-- What this task involves --
Reproduce the following items without any changes.

### Excerpted data ###

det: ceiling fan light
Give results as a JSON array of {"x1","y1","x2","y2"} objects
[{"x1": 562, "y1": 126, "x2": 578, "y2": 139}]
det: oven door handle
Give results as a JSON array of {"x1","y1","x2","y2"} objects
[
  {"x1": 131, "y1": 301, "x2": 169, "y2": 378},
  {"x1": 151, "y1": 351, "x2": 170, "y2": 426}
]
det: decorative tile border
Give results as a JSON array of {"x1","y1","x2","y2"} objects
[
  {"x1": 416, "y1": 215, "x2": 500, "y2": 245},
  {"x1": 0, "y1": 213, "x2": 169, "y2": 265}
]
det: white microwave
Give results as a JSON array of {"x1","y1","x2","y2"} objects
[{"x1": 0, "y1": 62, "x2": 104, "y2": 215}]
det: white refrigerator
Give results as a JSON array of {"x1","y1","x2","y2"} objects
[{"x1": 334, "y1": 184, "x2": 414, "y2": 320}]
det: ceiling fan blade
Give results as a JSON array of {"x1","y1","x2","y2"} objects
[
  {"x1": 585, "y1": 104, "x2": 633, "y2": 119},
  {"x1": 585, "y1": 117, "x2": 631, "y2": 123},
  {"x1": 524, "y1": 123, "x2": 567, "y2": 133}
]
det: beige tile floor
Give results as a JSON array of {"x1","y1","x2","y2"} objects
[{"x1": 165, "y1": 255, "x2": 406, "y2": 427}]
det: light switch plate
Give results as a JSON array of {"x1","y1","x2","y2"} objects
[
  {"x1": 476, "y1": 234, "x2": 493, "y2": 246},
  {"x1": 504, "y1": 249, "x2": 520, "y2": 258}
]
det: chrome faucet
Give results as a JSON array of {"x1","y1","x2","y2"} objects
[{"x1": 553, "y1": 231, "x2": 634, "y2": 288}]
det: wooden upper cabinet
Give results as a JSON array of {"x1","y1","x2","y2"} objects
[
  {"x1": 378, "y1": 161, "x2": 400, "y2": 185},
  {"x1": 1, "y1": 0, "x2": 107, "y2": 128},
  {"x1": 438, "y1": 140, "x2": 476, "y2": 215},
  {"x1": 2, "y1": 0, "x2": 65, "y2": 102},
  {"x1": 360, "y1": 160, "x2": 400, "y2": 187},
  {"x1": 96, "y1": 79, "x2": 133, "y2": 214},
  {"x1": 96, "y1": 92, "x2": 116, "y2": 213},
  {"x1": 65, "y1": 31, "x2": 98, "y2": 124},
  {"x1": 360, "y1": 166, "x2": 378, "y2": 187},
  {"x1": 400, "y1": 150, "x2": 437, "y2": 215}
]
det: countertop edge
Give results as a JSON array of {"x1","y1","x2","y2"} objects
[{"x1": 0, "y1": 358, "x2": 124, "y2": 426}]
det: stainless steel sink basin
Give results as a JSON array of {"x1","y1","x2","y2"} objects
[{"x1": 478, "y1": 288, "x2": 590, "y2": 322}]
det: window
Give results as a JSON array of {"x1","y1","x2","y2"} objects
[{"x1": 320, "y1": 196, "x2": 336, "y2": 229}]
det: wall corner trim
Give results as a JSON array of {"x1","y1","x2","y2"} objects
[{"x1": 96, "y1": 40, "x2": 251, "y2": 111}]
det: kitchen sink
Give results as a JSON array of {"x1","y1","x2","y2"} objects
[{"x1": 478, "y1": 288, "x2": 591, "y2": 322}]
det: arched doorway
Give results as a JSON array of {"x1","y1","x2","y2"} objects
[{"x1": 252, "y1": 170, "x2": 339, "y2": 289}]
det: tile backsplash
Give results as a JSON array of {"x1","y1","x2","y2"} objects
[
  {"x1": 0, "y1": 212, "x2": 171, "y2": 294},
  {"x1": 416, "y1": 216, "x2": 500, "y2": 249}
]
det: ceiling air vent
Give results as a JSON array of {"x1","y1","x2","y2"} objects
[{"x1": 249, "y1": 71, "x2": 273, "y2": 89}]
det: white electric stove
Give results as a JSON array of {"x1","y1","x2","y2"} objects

###

-- The response --
det: ceiling fan light
Give results as a JSON array of {"x1","y1","x2","y2"} objects
[{"x1": 562, "y1": 126, "x2": 578, "y2": 139}]
det: oven door handle
Give results as a JSON array of {"x1","y1","x2","y2"} objects
[
  {"x1": 131, "y1": 301, "x2": 169, "y2": 378},
  {"x1": 151, "y1": 351, "x2": 170, "y2": 426}
]
det: decorative tile border
Give results as a JSON array of {"x1","y1","x2","y2"} objects
[
  {"x1": 416, "y1": 215, "x2": 500, "y2": 245},
  {"x1": 0, "y1": 213, "x2": 169, "y2": 265}
]
det: white microwave
Give results as a JSON array of {"x1","y1","x2","y2"} objects
[{"x1": 0, "y1": 62, "x2": 104, "y2": 215}]
det: white refrigerator
Give results as a JSON array of {"x1","y1","x2","y2"} objects
[{"x1": 334, "y1": 184, "x2": 414, "y2": 320}]
det: ceiling fan blade
Give results as a JSON array of {"x1","y1","x2","y2"} objects
[
  {"x1": 585, "y1": 104, "x2": 633, "y2": 119},
  {"x1": 585, "y1": 117, "x2": 631, "y2": 123},
  {"x1": 524, "y1": 123, "x2": 567, "y2": 133}
]
det: beige tile floor
Give results as a JSON array of {"x1","y1","x2","y2"} objects
[{"x1": 165, "y1": 255, "x2": 406, "y2": 427}]
det: light switch plate
Give results as a JSON array of {"x1","y1","x2","y2"} objects
[
  {"x1": 476, "y1": 234, "x2": 493, "y2": 246},
  {"x1": 504, "y1": 249, "x2": 520, "y2": 258}
]
det: chrome faucet
Give results as a JSON array of {"x1","y1","x2","y2"} objects
[{"x1": 553, "y1": 231, "x2": 634, "y2": 288}]
det: wooden upper cabinet
Give results as a JSON array of {"x1","y1","x2","y2"} objects
[
  {"x1": 378, "y1": 161, "x2": 400, "y2": 185},
  {"x1": 1, "y1": 0, "x2": 107, "y2": 128},
  {"x1": 438, "y1": 140, "x2": 476, "y2": 215},
  {"x1": 2, "y1": 0, "x2": 65, "y2": 102},
  {"x1": 360, "y1": 160, "x2": 400, "y2": 187},
  {"x1": 96, "y1": 79, "x2": 133, "y2": 214},
  {"x1": 96, "y1": 92, "x2": 116, "y2": 213},
  {"x1": 65, "y1": 31, "x2": 98, "y2": 124},
  {"x1": 360, "y1": 166, "x2": 378, "y2": 187},
  {"x1": 400, "y1": 150, "x2": 437, "y2": 215}
]
det: countertop edge
Give results as a JSON array of {"x1","y1","x2","y2"} objects
[{"x1": 0, "y1": 358, "x2": 124, "y2": 426}]
det: stainless steel sink basin
Give results as a JSON array of {"x1","y1","x2","y2"} objects
[{"x1": 478, "y1": 288, "x2": 590, "y2": 322}]
det: window
Give results as a JSON array of {"x1","y1","x2","y2"} objects
[{"x1": 320, "y1": 196, "x2": 336, "y2": 229}]
det: wall corner trim
Give results as a JSON array of {"x1","y1","x2","y2"} objects
[{"x1": 96, "y1": 40, "x2": 251, "y2": 111}]
det: kitchen sink
Give results as a JSON array of {"x1","y1","x2","y2"} objects
[{"x1": 478, "y1": 288, "x2": 591, "y2": 322}]
det: arched doorway
Give results as a JSON array of {"x1","y1","x2","y2"} objects
[{"x1": 252, "y1": 170, "x2": 339, "y2": 289}]
det: tile backsplash
Give results as a JSON array of {"x1","y1","x2","y2"} objects
[
  {"x1": 0, "y1": 212, "x2": 171, "y2": 294},
  {"x1": 416, "y1": 216, "x2": 500, "y2": 249}
]
det: ceiling air vent
Give results as a JSON array of {"x1","y1","x2","y2"} objects
[{"x1": 249, "y1": 71, "x2": 273, "y2": 89}]
det: white electric stove
Give results as a JSON array of {"x1","y1","x2","y2"} objects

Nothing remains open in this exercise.